What to work on | In the album announcement, whose writings supply the title and track names?
== Page extract
New Album: Of Celestial Medicine


After a wee hitch came up in my life plans earlier this month, I made a resolution to be prolific this autumn/winter and get on with some of the stack of projects I've been saving for later on when the time is right. The time is now!

This is actually a very simple one. I wanted to make an album with strings, specifically the SWAM solo strings; I ended up supplementing them with piano on most tracks (there's a short solo piano track in there too, just to break things up).

The title and track names come from the writings of Paracelsus, the same as my solo piano album The Archidoxes. This is an association I seem to have made in my head between my interests in mid-century modernist classical music and Early Modern alchemists. I do think the modernists and the magicians had something in common: a kind of optimism that technical mastery can lead to human advancement. Nobody believes that any more, it seems, and I miss it even though I don't believe it either. My relationship with modernism is obviously nostalgic, but for a time I never lived in -- I dislike nostalgia so I guess I'm trying to intellectualize it as a distancing device. Anyway, I think Paracelsus is cool in a weird way, and I think Xenakis is cool in a weird way that's kind of similar; that's enough to justify all this for me.

In this one I was sometimes imagining a kind of high academic argument between the alchemists and there's something rhetorical about a lot of the music: it makes rather grand and dramatic gestures but the structure of each piece is quite episodic, or like a rondo that keeps departing from an idea and circling back to it. But a lot of my music is like that, to be fair.

I mixed standard 12EDO freely with some of the tunings described by Paul Erlich in this paper. I don't do much that's entirely in 12EDO these days because my ears just want something else, but there's no high concept here and the tunings are used very freely. These in particular were developed with diatonic music in mind, which is not really what interests me but they would have been of great interest to the proto-scientists of the 17th century so they seemed to fit.
====
== Supplied information
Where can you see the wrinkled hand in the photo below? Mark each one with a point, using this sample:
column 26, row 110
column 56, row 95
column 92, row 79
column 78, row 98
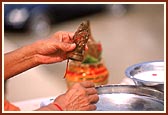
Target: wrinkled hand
column 54, row 48
column 80, row 97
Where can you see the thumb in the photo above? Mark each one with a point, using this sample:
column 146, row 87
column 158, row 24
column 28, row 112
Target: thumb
column 66, row 46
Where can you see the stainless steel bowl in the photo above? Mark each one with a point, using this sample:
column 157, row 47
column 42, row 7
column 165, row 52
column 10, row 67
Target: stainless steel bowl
column 152, row 66
column 129, row 98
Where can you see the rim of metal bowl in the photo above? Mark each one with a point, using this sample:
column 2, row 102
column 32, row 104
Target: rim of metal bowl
column 132, row 67
column 131, row 89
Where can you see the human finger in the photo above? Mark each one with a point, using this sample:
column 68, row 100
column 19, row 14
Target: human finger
column 65, row 46
column 67, row 37
column 87, row 84
column 93, row 98
column 91, row 91
column 90, row 107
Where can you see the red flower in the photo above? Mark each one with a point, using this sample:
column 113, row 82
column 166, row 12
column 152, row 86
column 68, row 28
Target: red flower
column 99, row 47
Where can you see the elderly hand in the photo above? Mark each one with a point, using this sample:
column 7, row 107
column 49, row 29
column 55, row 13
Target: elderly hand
column 54, row 48
column 80, row 97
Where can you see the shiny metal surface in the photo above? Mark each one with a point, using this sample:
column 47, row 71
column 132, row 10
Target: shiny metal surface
column 144, row 67
column 129, row 98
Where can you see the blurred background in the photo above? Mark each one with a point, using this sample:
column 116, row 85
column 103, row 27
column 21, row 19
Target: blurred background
column 129, row 33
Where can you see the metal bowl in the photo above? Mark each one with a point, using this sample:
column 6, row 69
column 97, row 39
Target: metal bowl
column 129, row 98
column 147, row 74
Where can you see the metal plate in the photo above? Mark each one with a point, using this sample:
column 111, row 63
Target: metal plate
column 140, row 68
column 129, row 98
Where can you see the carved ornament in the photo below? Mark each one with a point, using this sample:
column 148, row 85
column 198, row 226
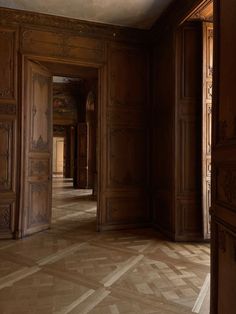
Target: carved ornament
column 80, row 27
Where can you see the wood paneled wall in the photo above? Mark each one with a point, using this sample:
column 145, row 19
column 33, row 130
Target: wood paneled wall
column 188, row 138
column 162, row 135
column 121, row 56
column 126, row 178
column 8, row 126
column 176, row 133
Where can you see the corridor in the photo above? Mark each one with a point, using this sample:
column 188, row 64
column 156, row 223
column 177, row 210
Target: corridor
column 73, row 269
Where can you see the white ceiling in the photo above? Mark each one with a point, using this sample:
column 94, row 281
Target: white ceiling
column 133, row 13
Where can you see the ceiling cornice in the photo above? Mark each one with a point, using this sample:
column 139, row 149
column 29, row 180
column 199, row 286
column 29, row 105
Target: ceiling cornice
column 178, row 12
column 83, row 28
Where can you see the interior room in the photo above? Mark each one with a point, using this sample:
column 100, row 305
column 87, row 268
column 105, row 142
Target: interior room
column 117, row 156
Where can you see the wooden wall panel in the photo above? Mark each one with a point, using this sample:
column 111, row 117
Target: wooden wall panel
column 126, row 167
column 62, row 45
column 36, row 185
column 125, row 189
column 188, row 132
column 8, row 125
column 162, row 120
column 6, row 154
column 8, row 64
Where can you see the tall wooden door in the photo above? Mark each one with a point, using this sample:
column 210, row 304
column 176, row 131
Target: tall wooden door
column 81, row 173
column 37, row 149
column 223, row 219
column 207, row 124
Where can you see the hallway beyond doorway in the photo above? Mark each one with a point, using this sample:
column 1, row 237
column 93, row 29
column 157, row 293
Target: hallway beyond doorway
column 71, row 268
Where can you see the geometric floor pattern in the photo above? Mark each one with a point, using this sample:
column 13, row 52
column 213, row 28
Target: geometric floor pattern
column 71, row 268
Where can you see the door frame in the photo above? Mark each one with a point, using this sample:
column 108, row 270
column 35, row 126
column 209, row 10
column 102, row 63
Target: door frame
column 101, row 103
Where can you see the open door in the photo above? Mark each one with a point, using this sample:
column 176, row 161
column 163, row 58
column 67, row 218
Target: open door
column 223, row 219
column 37, row 149
column 207, row 124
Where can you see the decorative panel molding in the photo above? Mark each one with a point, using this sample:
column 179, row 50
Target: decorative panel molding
column 7, row 220
column 6, row 154
column 126, row 117
column 38, row 213
column 189, row 221
column 39, row 167
column 7, row 64
column 127, row 148
column 5, row 217
column 188, row 157
column 84, row 28
column 128, row 77
column 127, row 210
column 61, row 44
column 226, row 118
column 191, row 50
column 37, row 149
column 40, row 113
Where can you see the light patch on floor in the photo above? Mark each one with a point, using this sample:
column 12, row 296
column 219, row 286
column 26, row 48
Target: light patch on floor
column 71, row 268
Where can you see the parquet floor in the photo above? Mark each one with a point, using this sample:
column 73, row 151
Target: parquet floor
column 73, row 269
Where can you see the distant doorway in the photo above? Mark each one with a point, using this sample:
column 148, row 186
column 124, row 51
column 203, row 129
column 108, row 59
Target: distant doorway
column 58, row 157
column 57, row 103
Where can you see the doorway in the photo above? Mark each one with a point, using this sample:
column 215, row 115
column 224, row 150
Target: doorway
column 56, row 153
column 58, row 157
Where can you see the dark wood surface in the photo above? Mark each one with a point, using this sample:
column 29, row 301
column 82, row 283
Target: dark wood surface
column 224, row 161
column 36, row 176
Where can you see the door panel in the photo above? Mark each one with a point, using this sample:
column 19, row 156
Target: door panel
column 81, row 181
column 207, row 123
column 188, row 212
column 37, row 147
column 223, row 219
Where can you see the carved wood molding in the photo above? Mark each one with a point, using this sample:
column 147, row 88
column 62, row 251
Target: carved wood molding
column 82, row 28
column 5, row 217
column 8, row 109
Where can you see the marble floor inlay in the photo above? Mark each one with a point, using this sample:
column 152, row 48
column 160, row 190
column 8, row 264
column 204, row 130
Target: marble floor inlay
column 73, row 269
====
Finished task | Paracelsus